REQUIREMENTS » Rescale the data from its start through the line holding "top-left (24, 3), bottom-right (613, 197)", inclusive, reproducing every line with the requests included but multiplying each coordinate in the answers by 1.8 and rounding to whole numbers, halves up. Leave the numbers in the requests and their format samples unchanged.

-- RECORDED DATA start --

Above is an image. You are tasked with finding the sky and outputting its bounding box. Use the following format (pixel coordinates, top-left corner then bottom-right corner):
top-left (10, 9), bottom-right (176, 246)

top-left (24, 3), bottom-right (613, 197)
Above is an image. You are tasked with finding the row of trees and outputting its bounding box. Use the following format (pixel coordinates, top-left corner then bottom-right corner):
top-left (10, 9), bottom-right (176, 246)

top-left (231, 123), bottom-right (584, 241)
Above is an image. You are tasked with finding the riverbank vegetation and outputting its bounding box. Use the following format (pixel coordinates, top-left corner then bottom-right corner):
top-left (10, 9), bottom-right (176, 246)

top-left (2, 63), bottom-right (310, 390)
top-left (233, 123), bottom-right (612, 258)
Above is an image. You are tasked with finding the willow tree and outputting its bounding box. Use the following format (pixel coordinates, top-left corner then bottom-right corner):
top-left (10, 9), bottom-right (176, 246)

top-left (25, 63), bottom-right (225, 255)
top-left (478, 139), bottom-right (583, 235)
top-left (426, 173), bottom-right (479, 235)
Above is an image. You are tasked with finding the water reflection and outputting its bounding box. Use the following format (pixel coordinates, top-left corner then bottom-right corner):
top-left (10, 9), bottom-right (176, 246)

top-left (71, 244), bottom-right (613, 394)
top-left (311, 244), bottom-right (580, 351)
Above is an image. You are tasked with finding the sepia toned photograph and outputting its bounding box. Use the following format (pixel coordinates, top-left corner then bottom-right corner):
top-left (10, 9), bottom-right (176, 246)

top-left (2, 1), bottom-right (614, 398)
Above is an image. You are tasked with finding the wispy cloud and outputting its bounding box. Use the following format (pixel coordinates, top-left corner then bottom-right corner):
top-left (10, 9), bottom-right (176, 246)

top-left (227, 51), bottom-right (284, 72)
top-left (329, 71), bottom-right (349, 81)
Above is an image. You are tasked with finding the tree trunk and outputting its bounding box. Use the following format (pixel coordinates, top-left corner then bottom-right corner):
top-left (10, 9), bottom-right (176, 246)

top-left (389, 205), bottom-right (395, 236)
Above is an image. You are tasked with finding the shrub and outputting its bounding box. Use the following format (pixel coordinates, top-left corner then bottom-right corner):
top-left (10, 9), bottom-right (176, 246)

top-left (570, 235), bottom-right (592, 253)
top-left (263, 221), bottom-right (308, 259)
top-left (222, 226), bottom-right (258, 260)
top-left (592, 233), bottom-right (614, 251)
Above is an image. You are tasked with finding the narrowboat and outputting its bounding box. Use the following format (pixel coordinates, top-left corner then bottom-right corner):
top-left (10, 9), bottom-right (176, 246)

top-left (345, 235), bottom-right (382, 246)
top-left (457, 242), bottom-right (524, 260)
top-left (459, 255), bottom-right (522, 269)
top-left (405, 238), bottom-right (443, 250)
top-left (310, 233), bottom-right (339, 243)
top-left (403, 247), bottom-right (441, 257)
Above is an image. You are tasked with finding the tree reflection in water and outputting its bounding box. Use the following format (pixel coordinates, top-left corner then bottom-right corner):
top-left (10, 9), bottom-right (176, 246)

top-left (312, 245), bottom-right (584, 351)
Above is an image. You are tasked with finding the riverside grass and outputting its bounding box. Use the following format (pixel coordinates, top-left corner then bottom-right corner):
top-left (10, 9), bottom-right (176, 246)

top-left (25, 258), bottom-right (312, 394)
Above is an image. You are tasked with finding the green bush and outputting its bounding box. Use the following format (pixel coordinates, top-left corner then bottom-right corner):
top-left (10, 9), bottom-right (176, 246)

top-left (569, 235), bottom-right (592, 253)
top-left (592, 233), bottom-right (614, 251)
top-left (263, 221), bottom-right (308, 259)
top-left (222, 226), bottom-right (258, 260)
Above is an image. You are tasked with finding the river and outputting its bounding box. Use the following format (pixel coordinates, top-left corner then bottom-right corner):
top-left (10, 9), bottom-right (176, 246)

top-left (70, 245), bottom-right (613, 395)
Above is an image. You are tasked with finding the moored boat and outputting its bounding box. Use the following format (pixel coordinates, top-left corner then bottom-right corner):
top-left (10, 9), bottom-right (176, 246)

-- RECORDED DATA end --

RESULT OF THIS TASK »
Above is an image. You are tasked with finding the sky and outputting its bounding box. Use the following format (pixel coordinates, top-left corner then bottom-right corner):
top-left (10, 9), bottom-right (176, 246)

top-left (43, 5), bottom-right (1103, 355)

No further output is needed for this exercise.